**Goal**
Copy the stretch of the listing from the line containing "[pin] black tire" through the end of the listing, requests included, and offset every answer pixel coordinate by +116. Leave the requests and their format samples unchanged.

━━━━━ Data records

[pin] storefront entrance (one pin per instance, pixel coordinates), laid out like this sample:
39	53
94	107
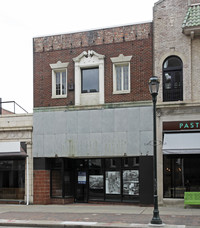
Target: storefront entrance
81	187
12	179
100	179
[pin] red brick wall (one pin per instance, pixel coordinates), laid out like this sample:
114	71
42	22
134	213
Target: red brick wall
135	40
41	187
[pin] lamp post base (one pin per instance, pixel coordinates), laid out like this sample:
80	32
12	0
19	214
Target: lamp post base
156	218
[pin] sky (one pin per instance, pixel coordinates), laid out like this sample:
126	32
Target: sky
22	20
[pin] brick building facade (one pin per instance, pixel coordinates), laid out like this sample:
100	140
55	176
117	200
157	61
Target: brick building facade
93	116
176	63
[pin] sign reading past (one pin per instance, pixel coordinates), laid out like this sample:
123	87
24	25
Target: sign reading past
182	125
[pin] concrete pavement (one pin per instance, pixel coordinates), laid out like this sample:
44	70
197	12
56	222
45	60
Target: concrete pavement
96	215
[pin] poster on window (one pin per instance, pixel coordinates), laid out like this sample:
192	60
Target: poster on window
81	177
96	181
131	182
113	182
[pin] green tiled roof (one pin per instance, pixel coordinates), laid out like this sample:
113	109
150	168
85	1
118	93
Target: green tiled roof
192	17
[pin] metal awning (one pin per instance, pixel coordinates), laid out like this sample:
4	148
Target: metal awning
8	149
181	143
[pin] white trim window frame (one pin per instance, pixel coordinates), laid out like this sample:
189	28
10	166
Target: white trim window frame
59	79
121	74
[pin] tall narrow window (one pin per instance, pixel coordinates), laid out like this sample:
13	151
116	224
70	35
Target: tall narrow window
59	79
173	79
121	74
90	80
61	83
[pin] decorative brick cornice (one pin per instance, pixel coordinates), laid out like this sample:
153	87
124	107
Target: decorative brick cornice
93	37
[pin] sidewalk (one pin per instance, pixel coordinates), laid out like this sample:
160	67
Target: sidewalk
96	215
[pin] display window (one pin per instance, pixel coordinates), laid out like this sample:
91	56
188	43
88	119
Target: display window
98	179
12	179
181	173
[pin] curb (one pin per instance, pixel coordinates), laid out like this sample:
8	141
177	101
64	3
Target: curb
79	224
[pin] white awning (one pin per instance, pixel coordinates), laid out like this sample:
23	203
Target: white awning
181	143
10	147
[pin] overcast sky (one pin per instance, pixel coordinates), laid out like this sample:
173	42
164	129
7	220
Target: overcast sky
21	20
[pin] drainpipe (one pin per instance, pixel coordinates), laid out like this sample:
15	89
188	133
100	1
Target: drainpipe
27	186
0	107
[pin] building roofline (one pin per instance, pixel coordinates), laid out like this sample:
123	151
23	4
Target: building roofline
94	29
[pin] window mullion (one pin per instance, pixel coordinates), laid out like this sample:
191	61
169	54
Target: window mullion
122	77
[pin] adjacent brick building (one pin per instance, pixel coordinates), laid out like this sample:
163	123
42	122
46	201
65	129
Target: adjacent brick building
176	63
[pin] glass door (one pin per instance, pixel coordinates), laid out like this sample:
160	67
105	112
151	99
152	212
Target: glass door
81	190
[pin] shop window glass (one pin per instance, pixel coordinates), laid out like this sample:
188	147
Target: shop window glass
56	183
172	79
132	162
68	183
12	179
61	177
113	163
96	180
181	173
131	182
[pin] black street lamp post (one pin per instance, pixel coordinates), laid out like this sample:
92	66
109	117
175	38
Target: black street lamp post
153	88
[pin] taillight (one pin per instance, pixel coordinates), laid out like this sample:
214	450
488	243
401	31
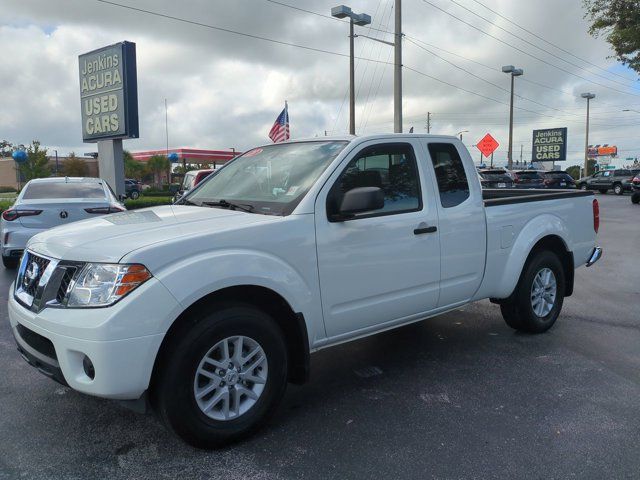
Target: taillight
104	210
11	214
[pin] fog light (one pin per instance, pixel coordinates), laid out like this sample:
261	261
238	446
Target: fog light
87	365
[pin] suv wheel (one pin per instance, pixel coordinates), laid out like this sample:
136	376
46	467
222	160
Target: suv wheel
536	303
219	380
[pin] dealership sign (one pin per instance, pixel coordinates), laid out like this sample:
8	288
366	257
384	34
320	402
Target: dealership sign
109	93
549	145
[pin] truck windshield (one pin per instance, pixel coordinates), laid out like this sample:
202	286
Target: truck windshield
269	180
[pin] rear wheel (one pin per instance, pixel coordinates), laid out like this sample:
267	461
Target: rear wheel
219	381
10	262
536	303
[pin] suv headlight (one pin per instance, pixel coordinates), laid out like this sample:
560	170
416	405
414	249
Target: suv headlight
103	284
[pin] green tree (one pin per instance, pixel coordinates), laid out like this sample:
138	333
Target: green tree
74	166
158	164
37	164
132	167
619	22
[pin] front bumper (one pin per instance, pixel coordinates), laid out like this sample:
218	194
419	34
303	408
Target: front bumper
58	341
595	256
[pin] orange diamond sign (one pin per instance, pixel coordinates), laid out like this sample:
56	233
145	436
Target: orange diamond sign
487	145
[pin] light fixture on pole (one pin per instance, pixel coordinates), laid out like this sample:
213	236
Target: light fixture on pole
461	132
360	19
515	72
589	97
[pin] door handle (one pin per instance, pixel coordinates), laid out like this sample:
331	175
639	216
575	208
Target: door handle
420	231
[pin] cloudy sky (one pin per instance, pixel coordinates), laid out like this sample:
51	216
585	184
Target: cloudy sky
225	90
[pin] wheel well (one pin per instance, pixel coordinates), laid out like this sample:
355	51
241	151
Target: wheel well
292	324
556	245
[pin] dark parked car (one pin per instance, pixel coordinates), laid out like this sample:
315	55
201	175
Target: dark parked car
528	179
635	186
558	180
495	178
132	188
618	180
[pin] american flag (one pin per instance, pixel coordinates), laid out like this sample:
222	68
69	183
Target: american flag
280	130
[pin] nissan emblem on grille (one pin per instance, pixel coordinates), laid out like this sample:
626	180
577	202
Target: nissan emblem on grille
30	274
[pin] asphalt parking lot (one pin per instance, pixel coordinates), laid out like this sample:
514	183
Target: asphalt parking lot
458	396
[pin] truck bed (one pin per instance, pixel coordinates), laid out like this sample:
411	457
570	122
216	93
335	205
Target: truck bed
493	197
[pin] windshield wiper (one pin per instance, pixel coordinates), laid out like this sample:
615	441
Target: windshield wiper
245	207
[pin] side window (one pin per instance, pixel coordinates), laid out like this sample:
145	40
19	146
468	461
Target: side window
392	168
452	180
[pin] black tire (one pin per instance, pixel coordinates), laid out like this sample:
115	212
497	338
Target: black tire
173	396
10	262
518	312
618	189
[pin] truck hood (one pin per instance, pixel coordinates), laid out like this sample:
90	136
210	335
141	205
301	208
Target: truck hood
109	238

━━━━━━━━━━

**Result**
[pin] black tire (one pin per instance, pixel coordinates), laid out like this sample:
115	212
497	338
Target: black tire
289	512
126	378
634	428
734	305
[pin] truck hood (one pin per instance, pixel coordinates), laid out like this sample:
90	136
210	335
141	205
301	208
Target: truck hood
225	354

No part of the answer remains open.